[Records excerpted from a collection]
[BEGIN]

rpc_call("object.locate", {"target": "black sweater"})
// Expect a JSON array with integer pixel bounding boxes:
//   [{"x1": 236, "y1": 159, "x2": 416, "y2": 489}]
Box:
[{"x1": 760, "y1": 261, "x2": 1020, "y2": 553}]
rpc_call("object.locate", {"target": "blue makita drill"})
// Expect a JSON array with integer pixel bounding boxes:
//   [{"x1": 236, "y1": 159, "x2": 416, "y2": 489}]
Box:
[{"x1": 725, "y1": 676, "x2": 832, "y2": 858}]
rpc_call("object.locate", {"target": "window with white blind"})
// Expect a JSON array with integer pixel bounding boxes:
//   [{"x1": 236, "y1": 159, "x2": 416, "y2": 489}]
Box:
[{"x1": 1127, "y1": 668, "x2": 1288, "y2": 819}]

[END]
[BEGIN]

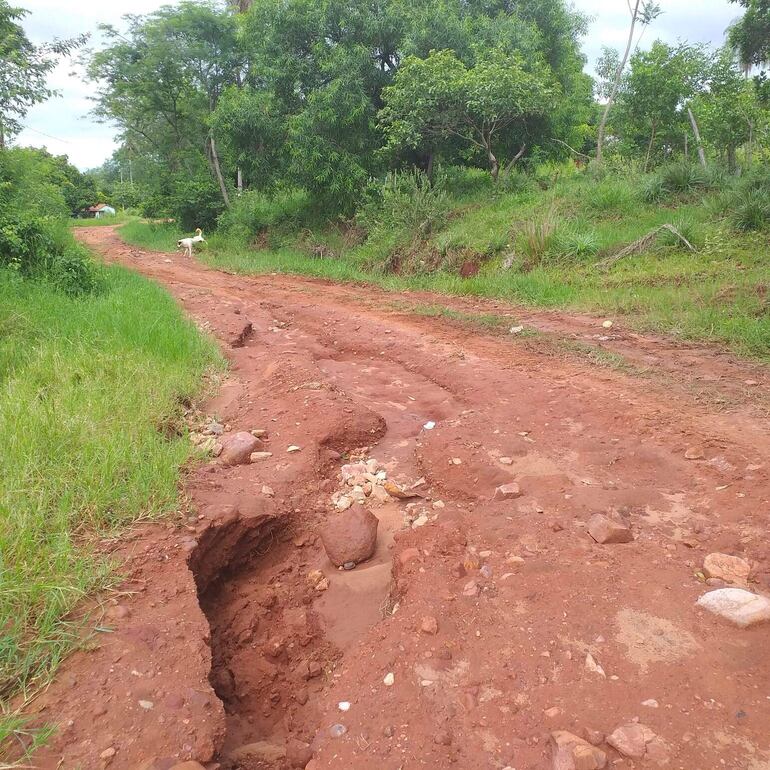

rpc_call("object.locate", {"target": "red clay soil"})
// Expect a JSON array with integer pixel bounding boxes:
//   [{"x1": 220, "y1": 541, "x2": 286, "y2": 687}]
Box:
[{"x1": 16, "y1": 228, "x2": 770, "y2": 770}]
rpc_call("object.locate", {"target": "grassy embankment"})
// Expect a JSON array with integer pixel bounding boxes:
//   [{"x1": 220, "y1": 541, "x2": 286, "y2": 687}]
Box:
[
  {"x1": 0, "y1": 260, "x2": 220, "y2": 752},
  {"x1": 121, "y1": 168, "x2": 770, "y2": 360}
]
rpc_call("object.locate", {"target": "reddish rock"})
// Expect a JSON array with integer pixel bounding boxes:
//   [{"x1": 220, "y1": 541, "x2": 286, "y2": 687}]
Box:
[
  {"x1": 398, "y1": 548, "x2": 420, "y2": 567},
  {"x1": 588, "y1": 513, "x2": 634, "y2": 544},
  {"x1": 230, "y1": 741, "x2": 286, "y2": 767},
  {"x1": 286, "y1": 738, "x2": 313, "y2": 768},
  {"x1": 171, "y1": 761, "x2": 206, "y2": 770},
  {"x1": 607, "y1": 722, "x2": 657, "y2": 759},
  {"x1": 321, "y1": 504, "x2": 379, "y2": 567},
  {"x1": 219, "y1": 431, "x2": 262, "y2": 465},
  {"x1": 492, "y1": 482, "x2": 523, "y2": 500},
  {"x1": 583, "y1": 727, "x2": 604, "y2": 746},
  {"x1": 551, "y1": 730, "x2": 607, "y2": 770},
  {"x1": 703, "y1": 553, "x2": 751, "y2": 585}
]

[END]

▶ _EXERCISE DESCRIPTION_: Pull out every line of the items above that contains the string "locate". Match case exactly.

▶ _THE COMPLETED TASK_:
rpc_call("object.locate", {"target": "black sweater"})
rpc_call("object.locate", {"target": "blue makita drill"})
rpc_call("object.locate", {"target": "window with white blind"})
rpc_call("object.locate", {"target": "red clay soil"})
rpc_call("object.locate", {"target": "grassy embankment"})
rpc_call("object.locate", {"target": "reddish rock"})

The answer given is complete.